[Stored dataset items]
## BEGIN
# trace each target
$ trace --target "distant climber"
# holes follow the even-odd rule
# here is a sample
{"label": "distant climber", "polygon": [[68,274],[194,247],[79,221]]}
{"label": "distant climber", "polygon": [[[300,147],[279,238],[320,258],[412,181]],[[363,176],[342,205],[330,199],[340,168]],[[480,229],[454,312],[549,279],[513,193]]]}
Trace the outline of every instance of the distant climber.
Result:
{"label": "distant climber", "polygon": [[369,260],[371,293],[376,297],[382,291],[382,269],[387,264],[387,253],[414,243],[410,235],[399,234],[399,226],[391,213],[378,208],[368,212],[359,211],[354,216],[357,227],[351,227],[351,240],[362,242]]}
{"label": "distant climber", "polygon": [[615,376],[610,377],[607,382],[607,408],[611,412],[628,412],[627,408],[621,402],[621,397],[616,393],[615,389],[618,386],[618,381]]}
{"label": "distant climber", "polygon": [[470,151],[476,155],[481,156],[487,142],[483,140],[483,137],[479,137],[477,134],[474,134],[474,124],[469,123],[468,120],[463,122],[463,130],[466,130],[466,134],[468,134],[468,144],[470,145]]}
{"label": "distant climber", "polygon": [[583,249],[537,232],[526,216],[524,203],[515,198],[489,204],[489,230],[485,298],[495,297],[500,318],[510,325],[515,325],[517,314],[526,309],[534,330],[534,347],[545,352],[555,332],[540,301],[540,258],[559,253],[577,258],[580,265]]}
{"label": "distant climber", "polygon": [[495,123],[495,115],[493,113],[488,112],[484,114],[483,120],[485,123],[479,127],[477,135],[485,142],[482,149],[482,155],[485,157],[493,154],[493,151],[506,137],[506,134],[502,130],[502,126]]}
## END
TO DO:
Copy all of the items above line for line, with no changes.

PROBLEM SOLUTION:
# trace each target
$ trace --target "distant climber"
# holes follow the even-odd rule
# here is a sample
{"label": "distant climber", "polygon": [[68,274],[194,247],[79,221]]}
{"label": "distant climber", "polygon": [[[300,147],[279,238],[320,258],[412,181]],[[363,176],[342,205],[330,199],[340,168]],[[480,229],[454,312],[549,279],[513,193]]]}
Trace the outline of every instance of the distant climber.
Result:
{"label": "distant climber", "polygon": [[369,260],[371,293],[376,297],[382,291],[382,269],[387,264],[387,253],[414,243],[410,235],[399,234],[399,226],[391,213],[378,208],[368,212],[359,211],[354,216],[357,227],[351,227],[351,240],[362,242]]}
{"label": "distant climber", "polygon": [[615,376],[610,377],[607,382],[607,408],[611,412],[628,412],[627,408],[621,402],[621,397],[616,393],[615,389],[618,386],[618,381]]}
{"label": "distant climber", "polygon": [[470,151],[476,155],[481,156],[487,142],[483,140],[483,137],[479,137],[477,134],[474,134],[474,124],[469,123],[468,120],[463,122],[463,130],[466,130],[466,134],[468,134],[468,144],[470,145]]}
{"label": "distant climber", "polygon": [[583,249],[537,232],[526,216],[524,203],[515,198],[489,204],[489,230],[485,298],[495,297],[500,318],[510,325],[515,325],[517,314],[526,309],[534,330],[534,347],[545,352],[555,332],[540,301],[540,258],[559,253],[577,258],[580,265]]}
{"label": "distant climber", "polygon": [[495,123],[495,115],[493,113],[488,112],[484,114],[483,120],[485,123],[479,127],[477,135],[485,142],[482,149],[482,155],[485,157],[493,154],[493,151],[506,137],[506,134],[502,130],[502,126]]}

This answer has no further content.